YOUR OBJECTIVE
Copy out all of the data below without changing a character, and leave the pictures out of your copy.

EXERCISE MATERIALS
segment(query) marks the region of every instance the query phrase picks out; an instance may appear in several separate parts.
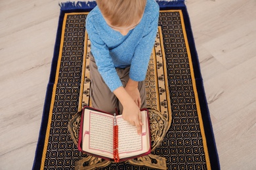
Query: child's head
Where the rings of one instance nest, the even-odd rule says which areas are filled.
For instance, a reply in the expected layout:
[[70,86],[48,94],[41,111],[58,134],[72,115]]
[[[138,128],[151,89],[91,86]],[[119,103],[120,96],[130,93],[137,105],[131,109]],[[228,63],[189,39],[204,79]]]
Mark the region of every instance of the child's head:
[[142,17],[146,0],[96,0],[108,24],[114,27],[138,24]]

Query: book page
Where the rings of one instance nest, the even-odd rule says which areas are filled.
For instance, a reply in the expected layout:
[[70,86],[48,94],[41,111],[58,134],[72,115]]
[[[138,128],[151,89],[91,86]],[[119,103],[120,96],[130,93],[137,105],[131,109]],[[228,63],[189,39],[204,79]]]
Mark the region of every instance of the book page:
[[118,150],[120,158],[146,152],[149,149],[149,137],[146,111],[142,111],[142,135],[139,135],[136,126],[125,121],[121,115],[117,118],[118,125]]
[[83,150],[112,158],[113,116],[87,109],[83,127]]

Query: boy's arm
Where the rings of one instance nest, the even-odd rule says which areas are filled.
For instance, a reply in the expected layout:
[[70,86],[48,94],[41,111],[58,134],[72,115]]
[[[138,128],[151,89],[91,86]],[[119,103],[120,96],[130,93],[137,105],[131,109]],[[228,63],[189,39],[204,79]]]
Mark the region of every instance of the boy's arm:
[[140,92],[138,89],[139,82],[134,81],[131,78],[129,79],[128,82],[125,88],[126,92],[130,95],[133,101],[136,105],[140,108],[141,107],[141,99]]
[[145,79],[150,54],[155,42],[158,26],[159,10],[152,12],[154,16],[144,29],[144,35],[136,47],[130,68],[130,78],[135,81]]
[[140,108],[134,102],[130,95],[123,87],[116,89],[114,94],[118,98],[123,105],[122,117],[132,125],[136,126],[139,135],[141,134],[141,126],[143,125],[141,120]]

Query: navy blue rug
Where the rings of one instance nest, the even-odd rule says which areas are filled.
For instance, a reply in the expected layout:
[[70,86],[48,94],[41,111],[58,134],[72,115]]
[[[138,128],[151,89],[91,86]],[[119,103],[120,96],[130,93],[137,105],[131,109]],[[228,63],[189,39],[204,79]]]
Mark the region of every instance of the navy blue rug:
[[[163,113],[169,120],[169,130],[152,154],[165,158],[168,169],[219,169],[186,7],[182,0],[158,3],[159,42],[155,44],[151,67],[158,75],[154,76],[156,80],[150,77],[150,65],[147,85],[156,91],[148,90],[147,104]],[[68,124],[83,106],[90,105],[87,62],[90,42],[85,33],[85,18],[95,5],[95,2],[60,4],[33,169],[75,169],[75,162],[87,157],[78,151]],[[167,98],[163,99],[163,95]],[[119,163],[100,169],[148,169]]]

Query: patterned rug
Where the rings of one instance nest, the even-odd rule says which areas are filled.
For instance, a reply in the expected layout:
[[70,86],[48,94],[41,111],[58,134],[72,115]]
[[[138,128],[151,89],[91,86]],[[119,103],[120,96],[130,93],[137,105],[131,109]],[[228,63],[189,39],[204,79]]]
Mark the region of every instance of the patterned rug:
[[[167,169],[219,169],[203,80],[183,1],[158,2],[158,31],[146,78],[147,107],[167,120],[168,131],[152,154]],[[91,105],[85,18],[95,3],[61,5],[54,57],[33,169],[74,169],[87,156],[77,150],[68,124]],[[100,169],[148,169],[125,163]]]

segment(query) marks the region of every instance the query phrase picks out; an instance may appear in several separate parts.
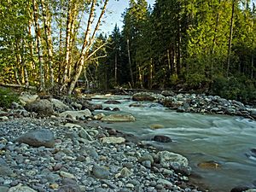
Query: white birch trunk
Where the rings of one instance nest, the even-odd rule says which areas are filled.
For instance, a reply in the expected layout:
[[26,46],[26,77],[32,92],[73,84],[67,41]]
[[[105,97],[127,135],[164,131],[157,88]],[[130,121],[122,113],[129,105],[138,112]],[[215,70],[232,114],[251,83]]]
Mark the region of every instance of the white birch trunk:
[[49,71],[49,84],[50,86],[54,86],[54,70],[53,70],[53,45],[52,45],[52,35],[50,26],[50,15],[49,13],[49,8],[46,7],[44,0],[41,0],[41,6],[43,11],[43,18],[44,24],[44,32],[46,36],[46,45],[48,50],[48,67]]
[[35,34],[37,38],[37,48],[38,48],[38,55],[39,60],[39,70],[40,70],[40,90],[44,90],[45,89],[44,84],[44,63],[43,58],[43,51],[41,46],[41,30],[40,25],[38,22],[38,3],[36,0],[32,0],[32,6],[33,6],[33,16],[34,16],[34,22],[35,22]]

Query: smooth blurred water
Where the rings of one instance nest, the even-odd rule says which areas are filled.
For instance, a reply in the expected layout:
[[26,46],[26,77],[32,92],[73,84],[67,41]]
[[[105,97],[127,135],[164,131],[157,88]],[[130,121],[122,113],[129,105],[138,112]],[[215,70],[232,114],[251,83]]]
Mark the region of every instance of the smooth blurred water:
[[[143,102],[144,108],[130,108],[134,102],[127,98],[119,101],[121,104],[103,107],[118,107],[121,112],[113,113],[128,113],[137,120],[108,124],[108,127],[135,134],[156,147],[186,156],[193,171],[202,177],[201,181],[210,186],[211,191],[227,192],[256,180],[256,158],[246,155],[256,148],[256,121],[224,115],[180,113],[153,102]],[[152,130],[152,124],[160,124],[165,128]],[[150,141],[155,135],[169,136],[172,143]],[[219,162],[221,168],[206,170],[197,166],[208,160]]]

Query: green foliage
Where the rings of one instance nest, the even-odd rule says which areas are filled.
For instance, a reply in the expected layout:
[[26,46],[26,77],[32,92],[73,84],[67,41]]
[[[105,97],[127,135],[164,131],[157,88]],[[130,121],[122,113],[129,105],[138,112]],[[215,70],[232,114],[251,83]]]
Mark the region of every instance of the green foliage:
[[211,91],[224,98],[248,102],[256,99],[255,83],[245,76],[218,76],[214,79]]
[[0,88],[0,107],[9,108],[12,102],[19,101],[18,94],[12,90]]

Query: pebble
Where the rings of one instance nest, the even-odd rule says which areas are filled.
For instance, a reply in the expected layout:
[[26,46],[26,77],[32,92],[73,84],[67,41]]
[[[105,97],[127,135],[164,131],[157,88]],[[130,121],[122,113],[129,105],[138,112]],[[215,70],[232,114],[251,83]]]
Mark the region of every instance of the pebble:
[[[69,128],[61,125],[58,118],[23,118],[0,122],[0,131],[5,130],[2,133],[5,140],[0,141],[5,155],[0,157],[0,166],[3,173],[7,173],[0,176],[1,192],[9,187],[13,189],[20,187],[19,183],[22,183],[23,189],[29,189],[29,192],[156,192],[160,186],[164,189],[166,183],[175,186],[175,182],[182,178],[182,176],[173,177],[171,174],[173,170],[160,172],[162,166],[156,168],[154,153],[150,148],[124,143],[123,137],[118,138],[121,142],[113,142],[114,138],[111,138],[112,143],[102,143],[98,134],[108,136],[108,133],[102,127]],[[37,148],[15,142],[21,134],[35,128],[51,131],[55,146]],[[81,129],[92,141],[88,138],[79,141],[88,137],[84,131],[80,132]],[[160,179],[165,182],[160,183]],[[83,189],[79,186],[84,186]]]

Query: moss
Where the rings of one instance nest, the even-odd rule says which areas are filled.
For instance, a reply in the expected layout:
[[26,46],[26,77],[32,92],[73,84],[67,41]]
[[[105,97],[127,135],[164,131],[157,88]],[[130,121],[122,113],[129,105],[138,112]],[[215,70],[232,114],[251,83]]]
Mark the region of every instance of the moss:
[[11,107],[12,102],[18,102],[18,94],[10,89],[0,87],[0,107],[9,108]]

SOLUTION FOR THIS TASK
segment(query) marks the region of every instance the query phrase picks out; an instance may appear in several separate parts.
Query: child's head
Where the rings of one instance nest, the even-odd rule says which areas are filled.
For instance, a reply in the expected layout:
[[70,86],[48,94],[41,111],[58,134],[72,115]]
[[[138,128],[151,89],[91,86]],[[119,103],[120,96],[130,93],[137,105],[131,109]],[[228,63],[189,39],[204,79]]]
Mark the region of every instance of the child's head:
[[142,17],[146,0],[96,0],[108,24],[114,27],[138,24]]

Query: book page
Where the rings of one instance nest, the even-odd rule says which areas are filled.
For instance, a reply in the expected layout:
[[70,86],[48,94],[41,111],[58,134],[72,115]]
[[[138,128],[151,89],[91,86]],[[119,103],[120,96],[130,93],[137,105],[131,109]],[[228,63],[189,39],[204,79]]]
Mark the region of every instance of the book page:
[[118,150],[120,158],[146,152],[149,149],[149,137],[146,111],[142,111],[142,135],[139,135],[136,126],[125,121],[121,115],[117,118],[118,125]]
[[83,150],[112,158],[113,116],[87,109],[83,127]]

Query: boy's arm
Where the rings of one instance nest, the even-odd rule says which areas are filled.
For instance, a reply in the expected layout:
[[70,86],[48,94],[41,111],[58,134],[72,115]]
[[[138,128],[151,89],[91,86]],[[119,103],[120,96],[130,93],[137,105],[131,109]],[[228,63],[189,39],[204,79]]]
Mark the region of every instance of the boy's arm:
[[140,92],[138,89],[139,82],[134,81],[131,78],[129,79],[128,82],[125,88],[126,92],[130,95],[133,101],[136,105],[140,108],[141,107],[141,99]]
[[145,79],[150,54],[155,42],[158,26],[159,10],[152,12],[154,16],[144,29],[144,35],[136,47],[130,68],[130,78],[135,81]]
[[140,108],[134,102],[130,95],[123,87],[116,89],[114,94],[118,98],[123,105],[122,117],[132,125],[136,126],[139,135],[141,134],[141,126],[143,125],[141,120]]

Query: navy blue rug
Where the rings of one instance nest, the even-odd rule says which areas are filled.
For instance, a reply in the expected layout:
[[70,86],[48,94],[41,111],[58,134],[72,115]]
[[[138,128],[151,89],[91,86]],[[119,103],[120,96],[130,93],[137,105],[131,109]],[[228,63],[189,39],[204,79]]]
Mark the region of every instance of the navy blue rug:
[[[163,113],[169,120],[169,130],[152,154],[165,158],[168,169],[219,169],[186,7],[182,0],[158,3],[159,42],[155,44],[151,67],[158,75],[154,76],[156,80],[150,77],[150,65],[147,85],[156,91],[148,90],[147,104]],[[68,124],[83,106],[90,105],[87,62],[90,42],[85,33],[85,18],[95,5],[95,2],[60,4],[33,169],[75,169],[75,162],[87,157],[78,151]],[[167,98],[163,99],[163,95]],[[119,163],[100,169],[148,169]]]

Query: patterned rug
Where the rings of one instance nest, the even-odd rule says which areas are filled.
For instance, a reply in the expected layout:
[[70,86],[48,94],[41,111],[58,134],[72,115]]
[[[138,128],[151,89],[91,86]],[[119,103],[120,96],[130,93],[137,105],[131,109]],[[228,63],[189,39],[204,79]]]
Mark the region of every instance of the patterned rug:
[[[167,169],[219,169],[203,80],[183,1],[158,2],[158,31],[146,78],[147,107],[167,120],[168,131],[152,154]],[[91,105],[85,18],[95,3],[61,5],[54,57],[33,169],[74,169],[87,156],[77,150],[68,124]],[[100,169],[148,169],[125,163]]]

segment(query) marks the region of every instance the query phrase picks out; an instance may appear in several separate parts.
Query: white birch trunk
Where the rings of one instance nest, the even-odd rule says which areas are filled.
For instance, a reply in the expected layout:
[[26,46],[26,77],[32,92],[73,84],[67,41]]
[[[105,97],[127,135],[164,131],[157,88]],[[130,121],[122,113],[129,105],[138,112]],[[215,70],[232,114],[251,83]]]
Mark the region of every instance of the white birch trunk:
[[49,71],[49,84],[50,86],[54,86],[54,70],[53,70],[53,45],[52,45],[52,35],[50,26],[50,15],[49,13],[49,8],[46,7],[44,0],[41,0],[41,6],[43,11],[43,18],[44,24],[44,32],[46,36],[46,45],[48,50],[48,67]]
[[35,34],[37,38],[37,48],[38,48],[38,55],[39,60],[39,70],[40,70],[40,90],[44,90],[45,89],[44,84],[44,63],[43,58],[43,51],[41,46],[41,30],[40,25],[38,22],[38,3],[36,0],[32,0],[32,6],[33,6],[33,16],[34,16],[34,22],[35,22]]

Query: smooth blurred water
Where the rings of one instance nest, the even-odd rule says which areas are filled.
For instance, a reply in the expected layout:
[[26,46],[26,77],[32,92],[73,84],[67,41]]
[[[105,97],[127,135],[164,131],[157,88]],[[130,121],[122,113],[129,105],[138,112]],[[215,70],[232,114],[251,83]]]
Mark the region of every instance of the smooth blurred water:
[[[143,102],[144,108],[130,108],[134,102],[127,98],[119,101],[121,104],[103,107],[118,107],[121,112],[113,113],[128,113],[137,120],[108,124],[108,127],[135,134],[156,147],[186,156],[193,171],[202,177],[201,181],[210,186],[211,191],[227,192],[256,180],[256,158],[246,155],[256,148],[256,121],[224,115],[180,113],[153,102]],[[152,130],[152,124],[160,124],[165,128]],[[150,141],[155,135],[169,136],[172,143]],[[219,162],[221,168],[206,170],[197,166],[208,160]]]

Query: green foliage
Where the rings of one instance nest, the even-odd rule says which areas are filled.
For instance, a reply in the expected layout:
[[26,46],[26,77],[32,92],[73,84],[67,41]]
[[[105,97],[127,135],[164,131],[157,88]],[[130,121],[122,113],[129,105],[138,112]],[[215,70],[232,114],[251,83]]]
Mark the region of every instance of the green foliage:
[[211,91],[224,98],[248,102],[256,99],[255,83],[245,76],[218,76],[214,79]]
[[0,88],[0,107],[9,108],[12,102],[19,101],[18,94],[12,90]]

Query: pebble
Where the rings of one instance nest, the even-odd rule says which areas are filled.
For instance, a reply in the expected layout:
[[26,46],[26,77],[32,92],[73,84],[67,41]]
[[[105,97],[127,135],[164,131],[157,88]],[[130,121],[122,113],[129,105],[138,112]],[[215,70],[232,114],[251,83]]]
Mark the region of every instance of the pebble:
[[[69,128],[61,125],[58,118],[23,118],[0,122],[0,131],[5,130],[2,133],[5,140],[0,141],[5,155],[0,157],[0,166],[3,173],[7,173],[0,176],[1,192],[9,187],[13,189],[20,187],[19,183],[22,183],[23,189],[29,189],[29,192],[156,192],[160,186],[164,189],[166,183],[175,186],[175,182],[182,178],[182,176],[173,177],[171,174],[173,170],[160,172],[162,166],[156,168],[154,153],[150,148],[124,143],[123,137],[118,138],[121,142],[113,142],[114,138],[111,138],[112,143],[102,143],[98,134],[108,136],[108,133],[102,127]],[[37,148],[15,142],[21,134],[35,128],[51,131],[55,146]],[[81,129],[92,141],[88,138],[79,141],[88,137],[84,131],[80,132]],[[160,179],[165,182],[160,183]],[[83,189],[79,186],[84,186]]]

Query: moss
Where the rings of one instance nest, the even-odd rule says which areas are filled.
For instance, a reply in the expected layout:
[[26,46],[26,77],[32,92],[73,84],[67,41]]
[[[105,97],[127,135],[164,131],[157,88]],[[130,121],[122,113],[129,105],[138,112]],[[215,70],[232,114],[251,83]]]
Mark the region of every instance of the moss:
[[11,107],[12,102],[18,102],[18,94],[10,89],[0,87],[0,107],[9,108]]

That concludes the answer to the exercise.